ASSIGNMENT:
Continue the abstract on alveolar macrophages and the epithelial response to coal dust from the point where it stops.

Alveolar macrophages modulate the epithelial cell response to coal
dust in vitro.
Lee, Yu-Chen, and D. Eugene Rannels.
Departments of Cellular & Molecular Physiology and Anesthesia,
The Pennsylvania State University College of Medicine, Hershey,
Pennsylvania 17033
APStracts 2:0143L, 1995.
The response of the alveolar epithelium to coal dust exposure is
poorly understood. Coal or other dusts may act on the epithelium
directly, or indirectly through nearby alveolar macrophages (AM)
which produce cytokines and other soluble products. AM and type II
pneumocytes (T2P) were thus exposed to dust in coculture to evaluate
their possible interactions. Anthracite coal dust PSOC 867 increased
synthesis of extracellular matrix (ECM) components by T2P. AM alone
did not produce ECM. Similarly, coculture of T2P with AM (3.75:1) had
little effect on epithelial ECM synthesis. In contrast, coculture of
T2P with AM significantly increased 867 effects on T2P rates of ECM
synthesis, ECM fibronectin content and T2P levels of fibronectin
mRNA. AM-conditioned medium did not change the 867 effect on T2P.

(Stored items)
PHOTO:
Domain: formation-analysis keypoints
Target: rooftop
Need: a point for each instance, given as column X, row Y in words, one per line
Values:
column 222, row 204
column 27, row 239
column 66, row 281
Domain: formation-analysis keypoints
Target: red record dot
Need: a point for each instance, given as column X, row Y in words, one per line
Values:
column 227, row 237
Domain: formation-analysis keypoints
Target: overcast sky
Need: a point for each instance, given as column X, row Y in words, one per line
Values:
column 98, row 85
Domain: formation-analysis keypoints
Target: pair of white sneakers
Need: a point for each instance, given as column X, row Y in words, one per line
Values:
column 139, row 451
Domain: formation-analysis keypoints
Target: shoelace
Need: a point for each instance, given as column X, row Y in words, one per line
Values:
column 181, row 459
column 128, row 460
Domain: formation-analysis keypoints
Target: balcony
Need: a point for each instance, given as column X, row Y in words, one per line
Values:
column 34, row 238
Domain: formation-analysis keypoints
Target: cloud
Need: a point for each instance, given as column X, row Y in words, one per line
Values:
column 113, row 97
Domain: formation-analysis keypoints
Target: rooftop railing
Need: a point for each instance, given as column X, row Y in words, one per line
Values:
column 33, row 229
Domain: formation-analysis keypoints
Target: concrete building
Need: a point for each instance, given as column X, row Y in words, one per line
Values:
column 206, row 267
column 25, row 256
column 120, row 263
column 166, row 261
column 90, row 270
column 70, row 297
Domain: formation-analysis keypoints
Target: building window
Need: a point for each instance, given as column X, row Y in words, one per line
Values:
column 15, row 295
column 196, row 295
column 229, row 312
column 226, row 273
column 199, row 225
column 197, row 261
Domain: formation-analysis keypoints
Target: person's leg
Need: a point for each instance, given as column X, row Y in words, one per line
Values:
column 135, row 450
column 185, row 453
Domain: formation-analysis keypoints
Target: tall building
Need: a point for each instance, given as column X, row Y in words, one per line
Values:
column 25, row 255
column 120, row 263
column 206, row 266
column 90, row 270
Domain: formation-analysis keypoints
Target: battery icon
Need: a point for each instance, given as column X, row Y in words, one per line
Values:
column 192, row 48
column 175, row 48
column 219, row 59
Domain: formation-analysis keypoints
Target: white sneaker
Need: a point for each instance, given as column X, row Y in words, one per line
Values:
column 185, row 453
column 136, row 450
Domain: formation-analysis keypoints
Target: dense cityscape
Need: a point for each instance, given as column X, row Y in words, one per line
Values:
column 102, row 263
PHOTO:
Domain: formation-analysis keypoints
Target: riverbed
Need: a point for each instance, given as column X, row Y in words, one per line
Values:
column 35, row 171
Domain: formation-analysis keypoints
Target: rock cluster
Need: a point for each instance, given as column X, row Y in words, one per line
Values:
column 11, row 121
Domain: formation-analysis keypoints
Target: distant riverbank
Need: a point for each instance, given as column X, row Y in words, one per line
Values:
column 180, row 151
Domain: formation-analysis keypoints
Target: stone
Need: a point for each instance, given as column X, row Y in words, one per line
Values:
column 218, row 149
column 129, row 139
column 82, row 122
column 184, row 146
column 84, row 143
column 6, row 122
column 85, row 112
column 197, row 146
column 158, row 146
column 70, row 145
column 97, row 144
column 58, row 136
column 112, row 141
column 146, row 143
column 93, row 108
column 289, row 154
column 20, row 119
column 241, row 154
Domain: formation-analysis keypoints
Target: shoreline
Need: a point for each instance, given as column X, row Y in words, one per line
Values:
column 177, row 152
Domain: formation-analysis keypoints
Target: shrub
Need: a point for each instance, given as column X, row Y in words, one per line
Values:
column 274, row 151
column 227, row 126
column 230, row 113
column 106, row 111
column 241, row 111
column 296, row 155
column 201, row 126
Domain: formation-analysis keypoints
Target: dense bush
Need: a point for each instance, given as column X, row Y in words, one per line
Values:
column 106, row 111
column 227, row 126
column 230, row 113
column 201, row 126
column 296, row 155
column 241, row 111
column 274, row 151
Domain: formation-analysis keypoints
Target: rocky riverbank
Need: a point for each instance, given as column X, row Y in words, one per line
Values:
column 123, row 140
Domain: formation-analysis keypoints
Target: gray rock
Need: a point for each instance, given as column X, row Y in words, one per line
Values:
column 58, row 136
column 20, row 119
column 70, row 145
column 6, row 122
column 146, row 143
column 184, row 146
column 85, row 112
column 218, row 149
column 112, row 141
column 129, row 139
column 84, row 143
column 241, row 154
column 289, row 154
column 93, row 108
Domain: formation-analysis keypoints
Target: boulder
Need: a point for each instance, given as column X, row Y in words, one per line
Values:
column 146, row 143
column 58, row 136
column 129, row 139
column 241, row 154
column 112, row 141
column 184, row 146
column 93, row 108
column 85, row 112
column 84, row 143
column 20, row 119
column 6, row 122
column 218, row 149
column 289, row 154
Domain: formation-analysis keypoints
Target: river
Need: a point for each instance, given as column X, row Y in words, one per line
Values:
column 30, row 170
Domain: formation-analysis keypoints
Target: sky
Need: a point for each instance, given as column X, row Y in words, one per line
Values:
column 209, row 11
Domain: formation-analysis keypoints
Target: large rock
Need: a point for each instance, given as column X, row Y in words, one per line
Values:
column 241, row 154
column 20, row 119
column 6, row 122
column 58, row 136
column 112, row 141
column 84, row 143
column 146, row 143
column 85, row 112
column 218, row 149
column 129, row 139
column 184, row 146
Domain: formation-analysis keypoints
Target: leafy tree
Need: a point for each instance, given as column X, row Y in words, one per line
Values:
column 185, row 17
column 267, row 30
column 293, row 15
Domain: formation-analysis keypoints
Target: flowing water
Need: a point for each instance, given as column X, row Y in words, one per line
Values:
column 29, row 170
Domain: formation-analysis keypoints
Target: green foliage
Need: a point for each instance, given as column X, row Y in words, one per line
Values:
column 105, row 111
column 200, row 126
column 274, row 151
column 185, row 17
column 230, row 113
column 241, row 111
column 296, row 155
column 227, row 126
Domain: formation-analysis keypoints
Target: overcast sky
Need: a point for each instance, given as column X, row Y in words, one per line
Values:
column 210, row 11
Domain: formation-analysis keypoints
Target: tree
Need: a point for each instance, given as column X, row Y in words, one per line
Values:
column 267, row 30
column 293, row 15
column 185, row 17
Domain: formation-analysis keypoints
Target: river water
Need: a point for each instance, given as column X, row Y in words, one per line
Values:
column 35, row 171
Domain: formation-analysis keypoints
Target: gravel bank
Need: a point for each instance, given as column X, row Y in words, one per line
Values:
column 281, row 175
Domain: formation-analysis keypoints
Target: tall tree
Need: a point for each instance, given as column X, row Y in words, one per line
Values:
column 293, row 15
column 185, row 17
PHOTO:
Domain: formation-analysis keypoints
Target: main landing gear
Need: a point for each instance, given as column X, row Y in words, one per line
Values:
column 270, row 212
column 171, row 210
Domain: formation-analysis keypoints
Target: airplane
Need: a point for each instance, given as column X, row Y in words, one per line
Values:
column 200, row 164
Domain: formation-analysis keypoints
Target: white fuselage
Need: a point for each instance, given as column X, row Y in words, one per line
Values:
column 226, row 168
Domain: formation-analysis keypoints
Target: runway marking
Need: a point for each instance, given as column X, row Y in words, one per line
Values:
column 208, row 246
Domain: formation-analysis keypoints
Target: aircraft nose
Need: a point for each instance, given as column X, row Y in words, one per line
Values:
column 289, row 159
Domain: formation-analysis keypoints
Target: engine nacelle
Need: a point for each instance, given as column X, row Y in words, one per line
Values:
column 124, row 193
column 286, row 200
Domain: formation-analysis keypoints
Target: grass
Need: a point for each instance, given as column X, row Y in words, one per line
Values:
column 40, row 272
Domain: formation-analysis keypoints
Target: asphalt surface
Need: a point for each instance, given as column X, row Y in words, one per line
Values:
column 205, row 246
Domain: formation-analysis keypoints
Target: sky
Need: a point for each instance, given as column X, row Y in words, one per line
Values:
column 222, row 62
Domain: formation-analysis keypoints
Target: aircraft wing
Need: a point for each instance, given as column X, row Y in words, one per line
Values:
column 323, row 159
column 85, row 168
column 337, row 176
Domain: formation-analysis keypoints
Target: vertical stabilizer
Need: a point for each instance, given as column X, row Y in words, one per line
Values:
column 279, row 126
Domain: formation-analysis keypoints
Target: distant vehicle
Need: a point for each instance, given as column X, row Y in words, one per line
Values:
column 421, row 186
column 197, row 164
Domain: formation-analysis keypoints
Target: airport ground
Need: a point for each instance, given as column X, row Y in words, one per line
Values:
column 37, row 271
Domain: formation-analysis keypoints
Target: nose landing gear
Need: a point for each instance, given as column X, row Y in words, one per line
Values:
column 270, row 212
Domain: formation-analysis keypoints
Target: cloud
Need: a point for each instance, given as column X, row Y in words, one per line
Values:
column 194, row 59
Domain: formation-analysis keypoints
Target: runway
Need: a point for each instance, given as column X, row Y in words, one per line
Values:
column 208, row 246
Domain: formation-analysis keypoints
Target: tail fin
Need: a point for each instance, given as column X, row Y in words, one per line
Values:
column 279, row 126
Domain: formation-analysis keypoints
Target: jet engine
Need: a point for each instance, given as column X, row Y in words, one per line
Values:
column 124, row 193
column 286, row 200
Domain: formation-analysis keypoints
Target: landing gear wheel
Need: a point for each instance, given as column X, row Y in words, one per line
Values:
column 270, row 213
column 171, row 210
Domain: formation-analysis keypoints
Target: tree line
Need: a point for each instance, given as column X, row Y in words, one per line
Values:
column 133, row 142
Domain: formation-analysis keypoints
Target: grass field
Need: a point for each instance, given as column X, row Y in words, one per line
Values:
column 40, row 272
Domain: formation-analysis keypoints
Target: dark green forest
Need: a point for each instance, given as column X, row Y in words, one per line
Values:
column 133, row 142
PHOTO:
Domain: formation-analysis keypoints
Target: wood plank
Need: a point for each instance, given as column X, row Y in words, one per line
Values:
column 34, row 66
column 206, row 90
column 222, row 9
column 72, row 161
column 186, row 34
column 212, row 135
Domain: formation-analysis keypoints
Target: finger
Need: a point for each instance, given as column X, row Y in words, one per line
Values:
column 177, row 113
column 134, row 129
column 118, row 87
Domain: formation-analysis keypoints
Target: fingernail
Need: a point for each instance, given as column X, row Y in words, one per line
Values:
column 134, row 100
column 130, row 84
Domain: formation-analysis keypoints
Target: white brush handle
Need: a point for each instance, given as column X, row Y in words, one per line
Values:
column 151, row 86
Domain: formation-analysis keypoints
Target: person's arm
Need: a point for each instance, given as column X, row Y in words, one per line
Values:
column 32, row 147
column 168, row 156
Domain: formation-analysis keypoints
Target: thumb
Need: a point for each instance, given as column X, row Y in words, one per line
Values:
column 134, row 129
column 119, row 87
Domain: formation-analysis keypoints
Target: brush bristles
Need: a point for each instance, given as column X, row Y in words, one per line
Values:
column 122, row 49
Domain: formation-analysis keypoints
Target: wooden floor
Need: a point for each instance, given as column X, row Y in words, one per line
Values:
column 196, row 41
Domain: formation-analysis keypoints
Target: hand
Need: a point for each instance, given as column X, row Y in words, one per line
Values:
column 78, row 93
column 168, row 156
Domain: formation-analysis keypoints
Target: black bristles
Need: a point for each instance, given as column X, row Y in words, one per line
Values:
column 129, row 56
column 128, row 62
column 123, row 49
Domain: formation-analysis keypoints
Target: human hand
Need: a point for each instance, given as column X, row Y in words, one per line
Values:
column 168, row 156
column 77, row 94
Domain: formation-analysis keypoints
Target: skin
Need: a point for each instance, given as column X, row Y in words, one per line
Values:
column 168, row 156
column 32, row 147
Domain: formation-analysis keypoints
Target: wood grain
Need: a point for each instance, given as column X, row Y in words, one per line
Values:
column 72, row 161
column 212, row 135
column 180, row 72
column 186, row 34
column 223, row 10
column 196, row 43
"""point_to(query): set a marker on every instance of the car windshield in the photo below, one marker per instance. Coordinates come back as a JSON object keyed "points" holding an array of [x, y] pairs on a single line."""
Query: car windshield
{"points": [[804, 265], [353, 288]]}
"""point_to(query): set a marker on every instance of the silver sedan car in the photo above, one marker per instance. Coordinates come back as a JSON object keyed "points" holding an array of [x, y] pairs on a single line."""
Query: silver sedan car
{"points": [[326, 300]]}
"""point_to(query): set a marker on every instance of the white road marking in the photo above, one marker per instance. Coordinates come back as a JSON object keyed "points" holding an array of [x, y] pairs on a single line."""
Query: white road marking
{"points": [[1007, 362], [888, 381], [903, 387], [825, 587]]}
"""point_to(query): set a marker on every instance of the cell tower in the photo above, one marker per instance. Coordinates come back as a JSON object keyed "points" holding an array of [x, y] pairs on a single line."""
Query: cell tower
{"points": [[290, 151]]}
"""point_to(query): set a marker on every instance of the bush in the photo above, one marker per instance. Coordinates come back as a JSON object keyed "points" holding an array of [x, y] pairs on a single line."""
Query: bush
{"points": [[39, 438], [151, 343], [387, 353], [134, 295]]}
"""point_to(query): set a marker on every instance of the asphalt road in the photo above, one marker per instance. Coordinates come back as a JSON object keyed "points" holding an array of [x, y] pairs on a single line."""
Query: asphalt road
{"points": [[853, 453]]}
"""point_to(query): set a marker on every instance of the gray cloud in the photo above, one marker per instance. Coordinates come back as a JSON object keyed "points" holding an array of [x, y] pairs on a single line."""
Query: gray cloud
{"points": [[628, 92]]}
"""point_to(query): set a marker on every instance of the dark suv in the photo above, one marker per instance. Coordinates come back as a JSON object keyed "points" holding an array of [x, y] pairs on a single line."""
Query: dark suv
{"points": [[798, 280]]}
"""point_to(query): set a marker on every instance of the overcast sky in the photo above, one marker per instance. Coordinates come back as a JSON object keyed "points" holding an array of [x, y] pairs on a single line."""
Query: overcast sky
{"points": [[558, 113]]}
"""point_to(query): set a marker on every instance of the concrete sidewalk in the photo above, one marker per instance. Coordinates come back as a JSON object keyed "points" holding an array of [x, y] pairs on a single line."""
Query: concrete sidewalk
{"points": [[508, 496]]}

TASK RESPONSE:
Neither control nor 867-treated AM on Falcon culture inserts (0.45
[mu]m pore size) over T2P stimulated ECM synthesis by either
untreated or dust-exposed epithelium. Thus AM-mediated changes in ECM
synthesis by 867-treated T2P require close cell-cell interactions,
suggesting a role for cell-cell contact or for short-lived soluble
mediators of the AM effects.
Received 11 May 1995; accepted in final form 10 August 1995.
APS Manuscript Number L143-5.
Article publication pending Am. J. Physiol. (Lung Cell. Mol.
Physiology).
ISSN 1080-4757 Copyright 1995 The American Physiological Society.
Published in APStracts on 24 August 1995.